§ **YOUR OBJECTIVE**
What follows is a listing. Return every line of it exactly.

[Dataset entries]
------

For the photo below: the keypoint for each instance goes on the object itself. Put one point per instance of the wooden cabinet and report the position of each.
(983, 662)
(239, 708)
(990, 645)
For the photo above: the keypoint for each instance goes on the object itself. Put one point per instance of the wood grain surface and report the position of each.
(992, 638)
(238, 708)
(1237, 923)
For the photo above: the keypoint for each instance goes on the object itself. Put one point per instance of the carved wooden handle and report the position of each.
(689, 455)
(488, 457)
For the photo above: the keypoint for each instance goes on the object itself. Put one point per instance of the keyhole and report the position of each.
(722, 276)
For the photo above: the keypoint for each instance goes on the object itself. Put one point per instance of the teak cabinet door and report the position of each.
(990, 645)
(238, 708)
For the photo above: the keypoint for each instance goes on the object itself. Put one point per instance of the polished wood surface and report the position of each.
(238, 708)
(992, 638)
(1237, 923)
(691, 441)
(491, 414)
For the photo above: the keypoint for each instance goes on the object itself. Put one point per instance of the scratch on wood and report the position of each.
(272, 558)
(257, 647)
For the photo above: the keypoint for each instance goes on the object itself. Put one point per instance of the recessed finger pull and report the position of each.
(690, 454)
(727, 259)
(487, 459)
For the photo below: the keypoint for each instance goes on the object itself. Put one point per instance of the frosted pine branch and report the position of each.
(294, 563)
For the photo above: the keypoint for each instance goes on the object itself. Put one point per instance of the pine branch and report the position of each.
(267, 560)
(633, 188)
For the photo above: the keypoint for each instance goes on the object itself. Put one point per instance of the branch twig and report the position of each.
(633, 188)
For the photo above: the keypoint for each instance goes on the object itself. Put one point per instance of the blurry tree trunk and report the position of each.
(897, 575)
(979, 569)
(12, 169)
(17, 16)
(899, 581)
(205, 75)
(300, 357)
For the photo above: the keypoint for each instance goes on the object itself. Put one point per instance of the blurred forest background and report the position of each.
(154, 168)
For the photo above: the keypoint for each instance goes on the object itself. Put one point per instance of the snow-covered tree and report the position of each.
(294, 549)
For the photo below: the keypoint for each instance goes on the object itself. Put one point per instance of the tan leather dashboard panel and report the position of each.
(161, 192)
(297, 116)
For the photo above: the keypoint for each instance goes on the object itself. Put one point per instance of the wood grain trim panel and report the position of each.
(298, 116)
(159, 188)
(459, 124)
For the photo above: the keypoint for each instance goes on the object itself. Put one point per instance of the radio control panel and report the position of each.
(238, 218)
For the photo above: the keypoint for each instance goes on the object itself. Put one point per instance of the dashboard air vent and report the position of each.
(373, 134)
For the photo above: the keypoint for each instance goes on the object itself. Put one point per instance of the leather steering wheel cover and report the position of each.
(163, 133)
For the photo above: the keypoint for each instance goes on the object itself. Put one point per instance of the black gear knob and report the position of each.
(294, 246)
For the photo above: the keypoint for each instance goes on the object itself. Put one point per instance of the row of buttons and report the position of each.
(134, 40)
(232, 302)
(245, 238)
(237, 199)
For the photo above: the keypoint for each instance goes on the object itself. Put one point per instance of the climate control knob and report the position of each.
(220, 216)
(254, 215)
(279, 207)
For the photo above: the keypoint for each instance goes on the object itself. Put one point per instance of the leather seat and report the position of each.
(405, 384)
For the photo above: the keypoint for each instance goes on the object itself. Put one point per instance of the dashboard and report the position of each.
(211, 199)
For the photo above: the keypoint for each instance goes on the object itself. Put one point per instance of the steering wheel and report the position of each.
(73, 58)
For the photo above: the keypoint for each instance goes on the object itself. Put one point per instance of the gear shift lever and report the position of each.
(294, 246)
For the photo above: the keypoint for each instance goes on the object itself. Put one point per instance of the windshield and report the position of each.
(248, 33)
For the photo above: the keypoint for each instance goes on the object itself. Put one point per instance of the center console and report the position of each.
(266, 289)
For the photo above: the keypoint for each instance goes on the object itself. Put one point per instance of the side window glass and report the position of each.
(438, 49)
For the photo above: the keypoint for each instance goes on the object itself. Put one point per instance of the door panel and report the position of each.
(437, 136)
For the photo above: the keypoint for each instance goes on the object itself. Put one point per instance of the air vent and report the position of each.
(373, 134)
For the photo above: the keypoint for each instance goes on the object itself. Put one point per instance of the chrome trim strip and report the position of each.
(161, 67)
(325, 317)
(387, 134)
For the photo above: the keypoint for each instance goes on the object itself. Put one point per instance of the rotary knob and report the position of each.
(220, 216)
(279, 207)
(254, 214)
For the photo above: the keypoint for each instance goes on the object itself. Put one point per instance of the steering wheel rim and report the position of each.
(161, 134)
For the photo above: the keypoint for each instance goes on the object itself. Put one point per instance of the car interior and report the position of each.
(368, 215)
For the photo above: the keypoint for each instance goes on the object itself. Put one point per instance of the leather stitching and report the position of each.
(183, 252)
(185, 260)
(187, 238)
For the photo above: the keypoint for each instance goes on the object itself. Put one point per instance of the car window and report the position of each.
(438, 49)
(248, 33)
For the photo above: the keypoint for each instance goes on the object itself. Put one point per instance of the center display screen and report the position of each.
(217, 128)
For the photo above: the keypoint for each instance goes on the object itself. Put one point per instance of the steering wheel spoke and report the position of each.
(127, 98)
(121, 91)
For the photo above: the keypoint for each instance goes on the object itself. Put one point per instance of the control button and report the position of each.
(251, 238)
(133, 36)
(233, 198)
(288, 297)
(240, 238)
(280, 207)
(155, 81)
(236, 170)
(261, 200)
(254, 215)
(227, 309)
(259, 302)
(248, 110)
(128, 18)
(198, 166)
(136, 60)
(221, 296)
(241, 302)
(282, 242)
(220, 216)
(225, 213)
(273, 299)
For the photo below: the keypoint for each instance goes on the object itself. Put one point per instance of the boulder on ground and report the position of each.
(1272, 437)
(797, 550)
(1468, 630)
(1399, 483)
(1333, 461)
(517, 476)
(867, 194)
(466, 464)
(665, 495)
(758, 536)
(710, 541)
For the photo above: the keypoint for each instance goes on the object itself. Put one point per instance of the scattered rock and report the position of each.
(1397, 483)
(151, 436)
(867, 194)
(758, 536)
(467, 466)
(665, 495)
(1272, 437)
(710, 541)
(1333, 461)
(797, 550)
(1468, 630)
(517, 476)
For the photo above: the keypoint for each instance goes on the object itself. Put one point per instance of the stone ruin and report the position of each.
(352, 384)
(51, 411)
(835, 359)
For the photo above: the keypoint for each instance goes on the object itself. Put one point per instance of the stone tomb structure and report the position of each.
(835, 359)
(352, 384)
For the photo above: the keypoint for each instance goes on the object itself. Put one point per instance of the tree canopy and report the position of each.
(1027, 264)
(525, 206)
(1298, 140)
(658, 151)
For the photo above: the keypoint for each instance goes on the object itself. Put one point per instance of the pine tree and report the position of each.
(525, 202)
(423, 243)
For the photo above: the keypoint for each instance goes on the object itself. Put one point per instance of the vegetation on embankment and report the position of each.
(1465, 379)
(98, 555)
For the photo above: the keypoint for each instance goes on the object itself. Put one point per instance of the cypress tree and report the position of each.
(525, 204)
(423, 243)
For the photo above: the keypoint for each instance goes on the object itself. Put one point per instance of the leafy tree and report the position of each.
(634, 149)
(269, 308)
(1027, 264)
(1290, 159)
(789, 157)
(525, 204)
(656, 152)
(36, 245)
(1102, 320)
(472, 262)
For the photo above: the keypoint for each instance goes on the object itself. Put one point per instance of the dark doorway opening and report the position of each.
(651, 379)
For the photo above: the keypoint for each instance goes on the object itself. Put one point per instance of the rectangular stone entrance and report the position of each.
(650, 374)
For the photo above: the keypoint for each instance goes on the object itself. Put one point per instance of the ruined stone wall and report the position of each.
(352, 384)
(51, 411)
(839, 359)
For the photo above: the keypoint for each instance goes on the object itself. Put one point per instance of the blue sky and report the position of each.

------

§ **CORRECT RESPONSE**
For the photo below: the keypoint for each instance goes on the object itself. Put one point per instance of the wooden cabinet and report the position of each.
(983, 662)
(239, 708)
(990, 645)
For the photo above: the keypoint for each instance goes on the object itself. Put one point per instance of the wood grain surface and report the position of each.
(992, 638)
(238, 708)
(1237, 923)
For the photo above: the keypoint for each instance goes on the object itself. Put one point per instance of the carved wooden handle and report the position of each.
(689, 455)
(488, 457)
For the photo above: the keypoint for each instance goes on the object itself. Put one point per instance of the keyhole and report the position of each.
(722, 276)
For the photo above: the keypoint for each instance goes on the object itself. Put one point per instance of the teak cabinet door and report the position of each.
(990, 645)
(238, 708)
For the photo above: the keypoint for each instance goes on the object itself. Put one point per instance of the polished wood surface and report the position of each.
(238, 708)
(992, 638)
(1237, 923)
(691, 441)
(491, 414)
For the photo above: the keypoint for each instance goes on the object itself. Put one point per instance of the scratch on wood and report the position of each.
(272, 558)
(257, 647)
For the photo above: the keypoint for each instance goes on the object itself. Put one point per instance of the recessed finger pull and report the position of each.
(690, 454)
(727, 259)
(487, 459)
For the photo below: the keypoint for each instance goes on the object itself. Put one point per instance of the frosted pine branch and report the position of each.
(294, 563)
For the photo above: the keypoint for each instance goes on the object itself. Put one point per instance of the pine branch and report the position of each.
(267, 560)
(633, 188)
For the photo above: the keypoint for each instance goes on the object itself. Put one point per instance of the branch twig and report the position of each.
(633, 188)
For the photo above: the keypoint for each instance goes on the object itself. Put one point per instance of the blurry tree trunk and report the position of each.
(897, 575)
(979, 569)
(12, 169)
(17, 16)
(899, 581)
(205, 75)
(300, 357)
For the photo above: the keypoint for each instance goes on the object itself. Put one point per instance of the blurred forest background and report the position of each.
(154, 168)
For the photo above: the keypoint for each instance goes on the object itself. Put one point per instance of the snow-covered tree and report the position of each.
(294, 549)
For the photo below: the keypoint for each instance goes on the object itself. Put one point per instance of the tan leather dashboard panel and report the position of each.
(161, 192)
(297, 116)
For the photo above: the keypoint for each instance goes on the object itself. Put one point per instance of the wood grain trim panel and report the position of each.
(298, 116)
(159, 188)
(459, 124)
For the photo above: the keypoint for each instance goes on the object itself. Put one point per instance of the radio control panel and report the position of each.
(238, 218)
For the photo above: the keypoint for each instance goes on the object itself. Put one point per instance of the dashboard air vent and report the position of each.
(373, 134)
For the photo above: the keypoint for each instance goes on the object itself. Put one point per instance of the leather steering wheel cover and report the position of each.
(163, 133)
For the photo above: the keypoint for each instance goes on the object itself. Put one point per instance of the black gear knob and report the position of each.
(294, 246)
For the photo above: the keypoint for each instance goes on the object itself. Put one point per instance of the row of buttons and report the position of each.
(134, 40)
(232, 302)
(245, 238)
(237, 199)
For the photo above: the keypoint for each instance goes on the object itself. Put one point per instance of the climate control knob and report the position of each.
(220, 216)
(254, 215)
(279, 207)
For the photo above: the keypoint for each instance goes on the object itself. Put one point per instance of the leather seat and report the position of each.
(405, 384)
For the photo above: the keypoint for each instance goes on the object itself. Put one point per instance of the dashboard and report the position of each.
(211, 199)
For the photo above: the keypoint for each instance goes on the object itself. Put one point per instance of the steering wheel and report the position of each.
(73, 58)
For the photo above: the keypoint for each instance goes on the object itself. Put one point per instance of the gear shift lever and report the position of each.
(294, 246)
For the photo above: the keypoint for each instance goes on the object itself. Put one point per instance of the windshield and report the position of each.
(248, 33)
For the photo above: the keypoint for each instance goes on the object itself. Put one point per instance of the center console and report the position of each.
(266, 289)
For the photo above: the keypoint for each instance goes on the object itself. Put one point per instance of the side window glass and report the position of each.
(438, 49)
For the photo above: the keypoint for each instance goes on the object itself. Put one point per instance of the door panel and report the position of each.
(437, 136)
For the photo above: the keypoint for each instance goes on the object itself. Put one point per instance of the air vent and report the position of each.
(373, 134)
For the photo above: the keypoint for each instance goes on the object itself. Put one point per instance of the chrome trim strip and report the position of each.
(161, 67)
(325, 317)
(387, 134)
For the photo above: the keypoint for each instance goes on the object itself. Put one point per instance of the rotary knob and report the position of each.
(220, 216)
(279, 207)
(254, 214)
For the photo above: the keypoint for each instance goes on the object itself. Put one point per instance of the steering wheel rim and report the position of each.
(161, 134)
For the photo above: the keypoint for each instance goes on the object itself. Put one point per instance of the car interior and report the position of each.
(368, 215)
For the photo above: the keypoint for each instance goes on the object itself. Put one point per instance of the leather stitching and report the position of each.
(183, 252)
(185, 260)
(187, 238)
For the photo above: the keypoint for each instance goes on the object itself. Put one point per instance of the car window and report the position of each.
(438, 49)
(248, 33)
For the photo above: the keypoint for each instance goes on the object itself. Put one point per instance of the center display screen and report the position of each.
(217, 128)
For the photo above: the keypoint for each instance goes on the object itself. Put one point per instance of the steering wheel spoke and report the position of each.
(127, 98)
(121, 91)
For the photo above: the keypoint for each instance goes on the object itself. Put one point per instance of the control button and report the position of each.
(251, 238)
(133, 36)
(233, 198)
(288, 297)
(240, 238)
(280, 207)
(155, 81)
(236, 170)
(261, 200)
(254, 215)
(227, 309)
(259, 302)
(248, 110)
(128, 18)
(198, 166)
(136, 60)
(221, 296)
(241, 302)
(282, 242)
(220, 216)
(225, 213)
(273, 299)
For the photo below: the keypoint for each instance goes on the object itself. Put one point per instance of the boulder on ground and report the position of each.
(1272, 437)
(797, 550)
(1468, 630)
(1399, 483)
(1333, 461)
(517, 476)
(867, 194)
(466, 464)
(665, 495)
(758, 536)
(710, 541)
For the photo above: the keypoint for each instance goes on the object itself. Put one point per instance of the scattered rock and report the position of each.
(1397, 483)
(151, 436)
(867, 194)
(758, 536)
(467, 466)
(665, 495)
(1272, 437)
(710, 541)
(1333, 461)
(797, 550)
(1468, 630)
(517, 476)
For the photo above: the keypoint for each instance goes on the object itself. Put one point per instance of the stone ruin and report the position of each.
(352, 384)
(51, 411)
(835, 359)
For the photo above: the keypoint for each instance goes on the object itself. Put one point per instance of the stone tomb structure and report the position of each.
(835, 359)
(352, 384)
For the photo above: the keypoint for each instance goes on the object itself. Put one point per instance of the tree canopy and report the position of each.
(1027, 264)
(525, 206)
(1298, 140)
(658, 151)
For the photo above: the keypoint for each instance goes on the object itself. Put one point per instance of the pine tree and report the position of each.
(525, 202)
(423, 243)
For the photo above: the keypoint for each instance goes on the object itself. Put one point per instance of the vegetation on embankment and report the position of each.
(1465, 379)
(98, 555)
For the photo above: the keypoint for each instance goes on the object itself. Put one point per instance of the cypress tree and report the position of each.
(525, 204)
(423, 243)
For the photo above: the keypoint for each instance goes on the object itself. Put one point per instance of the leafy tree and report the position of each.
(634, 149)
(269, 308)
(1027, 264)
(1290, 159)
(789, 157)
(525, 204)
(656, 152)
(36, 245)
(1102, 320)
(472, 262)
For the photo above: the keypoint for each instance goes on the object itself. Put one point per instance of the dark doorway opening and report the position of each.
(651, 379)
For the photo above: the keypoint for each instance goes on the object itself. Put one point per instance of the rectangular stone entrance and report the position of each.
(650, 374)
For the photo above: the keypoint for each instance goes on the object itself. Put one point per instance of the ruined stone wall and report the position of each.
(352, 384)
(51, 411)
(839, 359)
For the photo above: the keypoint for each instance goes on the object itself. Put one point per instance of the blue sky and report the position of each.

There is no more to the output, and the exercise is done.